BEGIN Extracted entries

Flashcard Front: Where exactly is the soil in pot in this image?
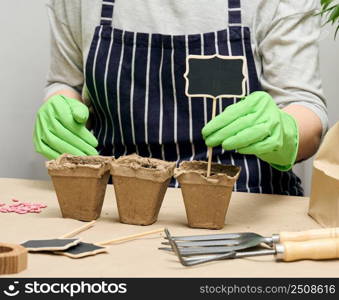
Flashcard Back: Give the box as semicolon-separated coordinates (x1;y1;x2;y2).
175;161;241;229
46;154;113;221
110;154;176;225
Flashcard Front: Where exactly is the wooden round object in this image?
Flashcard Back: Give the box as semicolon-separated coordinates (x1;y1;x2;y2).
0;243;28;274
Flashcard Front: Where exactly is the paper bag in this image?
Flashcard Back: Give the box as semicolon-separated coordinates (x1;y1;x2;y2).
309;122;339;227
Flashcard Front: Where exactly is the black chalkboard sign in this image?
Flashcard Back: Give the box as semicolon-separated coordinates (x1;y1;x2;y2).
184;54;247;98
21;238;80;252
55;242;107;259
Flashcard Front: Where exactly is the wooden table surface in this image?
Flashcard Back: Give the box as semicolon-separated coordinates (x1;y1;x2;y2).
0;178;337;278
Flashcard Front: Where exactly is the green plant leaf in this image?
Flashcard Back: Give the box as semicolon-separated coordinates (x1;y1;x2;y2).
321;0;333;10
319;0;339;38
329;6;339;24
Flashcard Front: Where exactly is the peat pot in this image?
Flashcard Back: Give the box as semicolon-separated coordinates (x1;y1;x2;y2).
175;161;240;229
111;154;175;225
47;154;113;221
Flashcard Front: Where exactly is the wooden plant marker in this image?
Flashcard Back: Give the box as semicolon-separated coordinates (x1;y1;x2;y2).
55;228;164;259
55;242;108;259
21;238;80;252
98;227;164;246
20;221;96;252
59;220;97;238
184;54;247;176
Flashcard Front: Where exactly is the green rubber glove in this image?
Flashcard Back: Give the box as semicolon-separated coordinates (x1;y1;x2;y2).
33;95;98;160
202;91;299;171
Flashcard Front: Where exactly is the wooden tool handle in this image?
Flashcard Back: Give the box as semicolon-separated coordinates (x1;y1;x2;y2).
98;228;164;246
280;238;339;262
279;228;339;243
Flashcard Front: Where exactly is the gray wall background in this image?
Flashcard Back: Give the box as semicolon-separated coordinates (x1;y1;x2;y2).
0;0;338;195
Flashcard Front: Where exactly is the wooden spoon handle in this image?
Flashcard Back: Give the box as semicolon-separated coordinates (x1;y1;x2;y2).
279;228;339;243
280;238;339;262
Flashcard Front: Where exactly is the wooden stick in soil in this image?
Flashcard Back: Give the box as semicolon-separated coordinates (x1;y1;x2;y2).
97;228;164;246
207;97;217;177
59;220;96;238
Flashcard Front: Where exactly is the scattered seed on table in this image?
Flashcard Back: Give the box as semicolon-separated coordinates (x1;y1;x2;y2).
0;199;48;215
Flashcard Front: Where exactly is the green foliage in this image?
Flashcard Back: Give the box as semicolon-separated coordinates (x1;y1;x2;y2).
320;0;339;38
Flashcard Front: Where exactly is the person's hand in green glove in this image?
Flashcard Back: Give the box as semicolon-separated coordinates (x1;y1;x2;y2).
33;95;99;160
202;91;299;171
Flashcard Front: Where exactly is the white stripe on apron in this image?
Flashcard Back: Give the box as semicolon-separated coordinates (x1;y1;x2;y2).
116;31;126;154
104;28;115;150
130;32;137;154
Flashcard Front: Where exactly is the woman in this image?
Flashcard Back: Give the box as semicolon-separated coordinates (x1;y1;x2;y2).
34;0;327;195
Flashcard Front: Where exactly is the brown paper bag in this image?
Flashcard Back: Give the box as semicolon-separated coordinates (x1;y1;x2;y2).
309;122;339;227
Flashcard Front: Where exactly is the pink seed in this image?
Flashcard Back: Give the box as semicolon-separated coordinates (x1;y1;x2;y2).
0;199;47;214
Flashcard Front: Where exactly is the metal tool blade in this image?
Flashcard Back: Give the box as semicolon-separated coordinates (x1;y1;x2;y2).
163;228;276;267
183;248;276;266
163;228;235;267
160;235;272;254
159;245;263;256
179;252;236;266
161;239;241;247
164;232;251;241
158;245;239;254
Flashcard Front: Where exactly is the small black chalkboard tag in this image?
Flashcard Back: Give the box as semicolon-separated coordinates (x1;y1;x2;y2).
54;242;108;259
184;54;247;99
21;238;80;252
184;54;247;177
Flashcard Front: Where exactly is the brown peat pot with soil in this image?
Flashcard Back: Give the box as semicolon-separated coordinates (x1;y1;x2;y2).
175;161;241;229
110;154;176;225
46;154;113;221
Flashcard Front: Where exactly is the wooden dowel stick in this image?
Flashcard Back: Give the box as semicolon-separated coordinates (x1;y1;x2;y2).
97;228;164;246
207;97;217;177
59;220;96;238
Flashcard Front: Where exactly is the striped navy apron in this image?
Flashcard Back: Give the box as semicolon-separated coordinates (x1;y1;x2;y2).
85;0;303;196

END Extracted entries

Problem requirements - All lines above between those holding "Flashcard Front: Where exactly is the wooden table" and "Flashcard Front: Where exactly is the green plant", inclusive, must be set down unchanged, and no other line may be included.

Reply -
Flashcard Front: Where exactly is the wooden table surface in this image?
Flashcard Back: Give the box as semicolon-separated coordinates (x1;y1;x2;y2).
0;178;337;278
Flashcard Front: Where exactly is the green plant leaf in this image?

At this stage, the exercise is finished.